# [What the exercise asks]
Whatever the data contains, copy all of it exactly.

# [Provided records]
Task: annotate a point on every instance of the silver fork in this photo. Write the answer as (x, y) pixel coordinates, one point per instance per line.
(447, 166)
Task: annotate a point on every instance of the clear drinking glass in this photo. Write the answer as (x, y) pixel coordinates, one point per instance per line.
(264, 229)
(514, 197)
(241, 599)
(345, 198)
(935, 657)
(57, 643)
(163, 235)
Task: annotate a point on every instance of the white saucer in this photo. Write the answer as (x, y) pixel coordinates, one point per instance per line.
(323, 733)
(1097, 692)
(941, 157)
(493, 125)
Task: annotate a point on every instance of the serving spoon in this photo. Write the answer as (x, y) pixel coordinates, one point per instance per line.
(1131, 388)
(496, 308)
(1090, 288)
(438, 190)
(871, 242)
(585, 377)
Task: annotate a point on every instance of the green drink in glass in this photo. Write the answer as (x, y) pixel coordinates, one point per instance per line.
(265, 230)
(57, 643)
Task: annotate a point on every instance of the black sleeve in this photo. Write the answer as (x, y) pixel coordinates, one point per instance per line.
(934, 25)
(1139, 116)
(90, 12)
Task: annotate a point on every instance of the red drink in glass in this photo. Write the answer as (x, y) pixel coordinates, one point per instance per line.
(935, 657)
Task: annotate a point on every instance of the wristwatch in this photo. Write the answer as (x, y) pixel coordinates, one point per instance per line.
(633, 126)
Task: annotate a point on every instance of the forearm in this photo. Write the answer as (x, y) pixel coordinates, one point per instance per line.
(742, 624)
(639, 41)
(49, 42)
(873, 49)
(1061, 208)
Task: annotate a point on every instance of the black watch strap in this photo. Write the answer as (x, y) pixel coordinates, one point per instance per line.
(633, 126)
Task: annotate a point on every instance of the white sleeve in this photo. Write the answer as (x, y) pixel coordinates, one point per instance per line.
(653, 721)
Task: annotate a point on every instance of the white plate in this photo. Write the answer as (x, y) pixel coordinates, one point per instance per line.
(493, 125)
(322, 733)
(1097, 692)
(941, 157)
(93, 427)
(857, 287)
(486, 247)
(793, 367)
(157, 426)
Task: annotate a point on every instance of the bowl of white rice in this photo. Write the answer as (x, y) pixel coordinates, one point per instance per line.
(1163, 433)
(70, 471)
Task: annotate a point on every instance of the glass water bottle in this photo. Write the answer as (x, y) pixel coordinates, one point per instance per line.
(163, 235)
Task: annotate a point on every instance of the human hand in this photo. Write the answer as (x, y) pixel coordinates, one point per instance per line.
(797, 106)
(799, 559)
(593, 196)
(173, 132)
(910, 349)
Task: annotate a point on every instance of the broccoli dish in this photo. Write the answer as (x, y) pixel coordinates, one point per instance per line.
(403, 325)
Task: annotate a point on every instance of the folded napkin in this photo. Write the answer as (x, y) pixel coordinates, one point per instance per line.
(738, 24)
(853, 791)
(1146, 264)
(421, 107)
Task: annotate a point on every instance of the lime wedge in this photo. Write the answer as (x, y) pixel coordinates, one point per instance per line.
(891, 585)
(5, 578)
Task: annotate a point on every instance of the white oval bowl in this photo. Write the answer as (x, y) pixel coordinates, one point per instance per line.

# [Response to the exercise]
Task: annotate a point on every instance of the silver fork in this photo. Write the answer as (x, y) pixel coordinates, one point per instance per line.
(447, 166)
Task: annotate a point on every instance of the clear drinking glass in this photo. Write the answer as (x, y) pixel coordinates, one point per instance per line.
(264, 229)
(514, 197)
(241, 599)
(345, 198)
(935, 657)
(57, 643)
(163, 235)
Task: annotate a point on every instance of the white saucer in this photo. Write the answer as (x, y) pixel coordinates, one point per instance per line.
(323, 733)
(1097, 692)
(941, 157)
(493, 125)
Task: annotate a point on every instance of the serving spoon in this photo. Write the answer as (x, y) pixel coordinates, one point per instance per line.
(1131, 388)
(496, 308)
(1090, 288)
(438, 190)
(871, 242)
(585, 377)
Task: annotate a point on every instance of the green drink in glass in this photo. Write the answer as (x, y) pixel coordinates, one point per instance per line.
(265, 230)
(57, 643)
Task: annotate a point on every instance of the black sleeve in this photo. Write the answer as (x, y) pixel coordinates, one point per instance per line.
(934, 25)
(1139, 116)
(90, 12)
Task: annotate a point on every instance of the red drink in glass in this photo. Write the answer as (x, y) pixel coordinates, one point per instance per line.
(935, 657)
Task: annotate a point on every instance of the wristwatch in this photo. Write the answer as (x, y) pixel coordinates, one point per instance per line.
(633, 126)
Task: annotate a point on every instance of the forearm in this photo. Write the answer as (x, y) pixel coordinates, one point per instance per line.
(742, 624)
(639, 41)
(49, 42)
(873, 49)
(1061, 208)
Task: annotate a point on every instance of the black watch strap in this photo. Write the answer as (x, y) pixel coordinates, one point per instance per line.
(633, 126)
Task: annotate a point on every instance of the white sleeve in this photo. Write the answer as (x, y) pixel coordinates, one point per instance per line.
(653, 721)
Task: annotate a point on every instance of the white plate in this photo. Write the answer as (x, y) pixel coordinates, one point per instance per line.
(493, 125)
(322, 733)
(1097, 692)
(941, 157)
(93, 427)
(857, 287)
(486, 247)
(793, 367)
(157, 426)
Task: annotate a point on every instance of the bowl of white rice in this photo. Write the answer as (x, y) pixel coordinates, one point per instance per line.
(1163, 433)
(70, 471)
Task: annotate a point on every instance of the glass water bottle in this photo. Write the answer as (x, y) pixel coordinates, one point per instance per line.
(163, 235)
Task: annotate a point on every instance of the human hand in this photo. Write the answer as (x, y) pixel coordinates, one point per instance per line.
(797, 106)
(799, 559)
(593, 196)
(173, 132)
(910, 349)
Task: annotate a point on every instance of the broccoli dish in this photo. Write the answer as (x, y) pixel coordinates, one point per instance per line.
(403, 325)
Task: annotate a point on every instance of the folded napkin in this photo. Write the answer as (x, y) pixel coordinates, one point per instance per line.
(738, 24)
(853, 791)
(1146, 264)
(421, 107)
Task: annotate a point on every instance of the lime wedge in this photo. Write the answer as (x, y) pixel coordinates, one point per instance per line.
(891, 585)
(5, 578)
Task: annotate a point on every instance of the white oval bowl in this photo. Write the answer as (x, y) pixel coordinates, one point per instance per line.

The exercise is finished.